◆ Text section ◆
★ ★ ★ ★ ★ ★ ★

Hi,
I am running LOHHLA pipeline on some cancer samples. I have successfully set up the pipeline at my end with all the dependencies installed. I was also able to run the pipeline using the example dataset.
Now for my data, I have prepared all the required files. But after running the pipeline, I get an error that relates to count.events function in the code. Here is the error line from the terminal.
Error in editDistance - indelTotals :
non-numeric argument to binary operator
Calls: count.events
Execution halted
Here is the snippet from the code which belongs to this count.events function -
count.events <- function(BAMfile, n){
x <- scanBam(BAMfile, index = BAMfile, param=ScanBamParam(what = scanBamWhat(), tag = 'NM'))

★ ★ ★ ★ ★ ★ ★

◆ Extracted data ◆
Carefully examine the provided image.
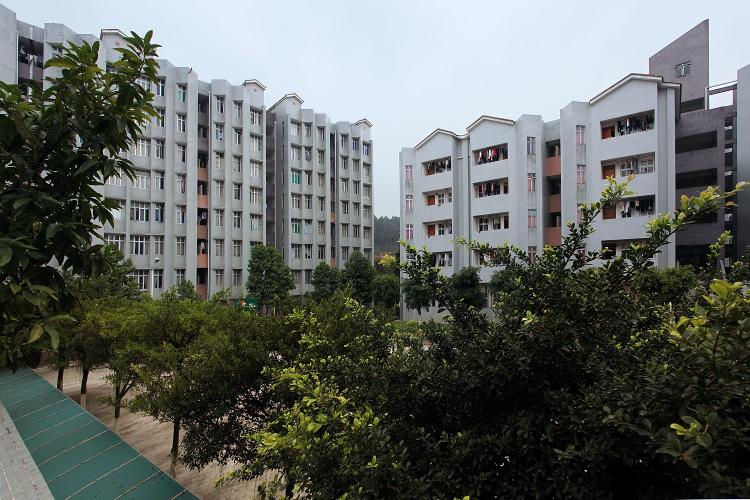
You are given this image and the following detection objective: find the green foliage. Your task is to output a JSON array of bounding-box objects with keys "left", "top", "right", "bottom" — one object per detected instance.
[
  {"left": 246, "top": 245, "right": 294, "bottom": 308},
  {"left": 312, "top": 262, "right": 343, "bottom": 300},
  {"left": 0, "top": 32, "right": 158, "bottom": 366},
  {"left": 343, "top": 252, "right": 375, "bottom": 304}
]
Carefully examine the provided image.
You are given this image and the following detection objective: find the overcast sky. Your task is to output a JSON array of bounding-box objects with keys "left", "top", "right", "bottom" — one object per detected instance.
[{"left": 7, "top": 0, "right": 750, "bottom": 215}]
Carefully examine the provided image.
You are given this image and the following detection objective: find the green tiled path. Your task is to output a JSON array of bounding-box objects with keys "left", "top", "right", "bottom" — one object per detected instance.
[{"left": 0, "top": 368, "right": 196, "bottom": 500}]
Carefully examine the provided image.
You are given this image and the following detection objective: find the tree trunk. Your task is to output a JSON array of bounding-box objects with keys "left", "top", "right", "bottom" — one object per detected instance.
[
  {"left": 169, "top": 417, "right": 180, "bottom": 477},
  {"left": 81, "top": 368, "right": 89, "bottom": 408},
  {"left": 57, "top": 366, "right": 65, "bottom": 392}
]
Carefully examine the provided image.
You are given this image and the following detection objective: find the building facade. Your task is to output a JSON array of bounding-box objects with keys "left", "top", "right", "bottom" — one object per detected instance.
[
  {"left": 399, "top": 21, "right": 750, "bottom": 319},
  {"left": 0, "top": 6, "right": 373, "bottom": 298},
  {"left": 267, "top": 94, "right": 374, "bottom": 293}
]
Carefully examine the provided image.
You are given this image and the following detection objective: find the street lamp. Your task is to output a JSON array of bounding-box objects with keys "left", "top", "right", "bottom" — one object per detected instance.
[{"left": 149, "top": 257, "right": 160, "bottom": 298}]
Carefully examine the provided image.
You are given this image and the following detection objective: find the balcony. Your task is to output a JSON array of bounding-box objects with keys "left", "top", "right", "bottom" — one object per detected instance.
[
  {"left": 544, "top": 156, "right": 560, "bottom": 177},
  {"left": 547, "top": 194, "right": 560, "bottom": 213},
  {"left": 544, "top": 226, "right": 562, "bottom": 247}
]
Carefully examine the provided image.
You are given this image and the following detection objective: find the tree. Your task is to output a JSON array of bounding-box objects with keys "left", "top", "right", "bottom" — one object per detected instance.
[
  {"left": 128, "top": 287, "right": 219, "bottom": 466},
  {"left": 0, "top": 32, "right": 158, "bottom": 367},
  {"left": 245, "top": 245, "right": 294, "bottom": 311},
  {"left": 312, "top": 262, "right": 343, "bottom": 300},
  {"left": 343, "top": 252, "right": 375, "bottom": 304}
]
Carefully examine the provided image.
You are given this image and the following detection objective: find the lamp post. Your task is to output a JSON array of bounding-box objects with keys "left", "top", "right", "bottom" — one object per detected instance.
[{"left": 149, "top": 257, "right": 160, "bottom": 298}]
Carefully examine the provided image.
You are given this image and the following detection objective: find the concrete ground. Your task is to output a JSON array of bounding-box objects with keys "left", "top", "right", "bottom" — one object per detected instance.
[{"left": 36, "top": 367, "right": 276, "bottom": 500}]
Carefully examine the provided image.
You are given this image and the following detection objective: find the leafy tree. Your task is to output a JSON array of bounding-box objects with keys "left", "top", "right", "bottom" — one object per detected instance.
[
  {"left": 0, "top": 32, "right": 158, "bottom": 367},
  {"left": 246, "top": 245, "right": 294, "bottom": 311},
  {"left": 238, "top": 182, "right": 748, "bottom": 498},
  {"left": 128, "top": 287, "right": 217, "bottom": 464},
  {"left": 344, "top": 252, "right": 375, "bottom": 304},
  {"left": 312, "top": 262, "right": 343, "bottom": 300}
]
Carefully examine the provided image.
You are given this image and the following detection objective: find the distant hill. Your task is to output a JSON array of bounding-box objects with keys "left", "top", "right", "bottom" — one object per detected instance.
[{"left": 375, "top": 216, "right": 400, "bottom": 255}]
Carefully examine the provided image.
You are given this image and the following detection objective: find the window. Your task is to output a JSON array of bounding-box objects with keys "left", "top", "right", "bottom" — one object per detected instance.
[
  {"left": 154, "top": 108, "right": 165, "bottom": 128},
  {"left": 674, "top": 61, "right": 690, "bottom": 78},
  {"left": 104, "top": 233, "right": 125, "bottom": 253},
  {"left": 576, "top": 125, "right": 586, "bottom": 145},
  {"left": 250, "top": 161, "right": 263, "bottom": 177},
  {"left": 154, "top": 269, "right": 164, "bottom": 290},
  {"left": 177, "top": 175, "right": 187, "bottom": 194},
  {"left": 107, "top": 168, "right": 124, "bottom": 186},
  {"left": 130, "top": 234, "right": 148, "bottom": 255},
  {"left": 174, "top": 236, "right": 185, "bottom": 256},
  {"left": 250, "top": 214, "right": 263, "bottom": 231},
  {"left": 175, "top": 205, "right": 185, "bottom": 224},
  {"left": 132, "top": 269, "right": 150, "bottom": 290},
  {"left": 133, "top": 170, "right": 151, "bottom": 189},
  {"left": 154, "top": 203, "right": 164, "bottom": 222},
  {"left": 154, "top": 139, "right": 164, "bottom": 159},
  {"left": 526, "top": 137, "right": 536, "bottom": 156},
  {"left": 131, "top": 138, "right": 151, "bottom": 158}
]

★ ★ ★ ★ ★ ★ ★

◆ Work to be completed ◆
Set down the entire post about the LOHHLA pipeline error word for word. The material plays no part in what is asked here.

◆ Solution to this task ◆
Hi,
I am running LOHHLA pipeline on some cancer samples. I have successfully set up the pipeline at my end with all the dependencies installed. I was also able to run the pipeline using the example dataset.
Now for my data, I have prepared all the required files. But after running the pipeline, I get an error that relates to count.events function in the code. Here is the error line from the terminal.
Error in editDistance - indelTotals :
non-numeric argument to binary operator
Calls: count.events
Execution halted
Here is the snippet from the code which belongs to this count.events function -
count.events <- function(BAMfile, n){
x <- scanBam(BAMfile, index = BAMfile, param=ScanBamParam(what = scanBamWhat(), tag = 'NM'))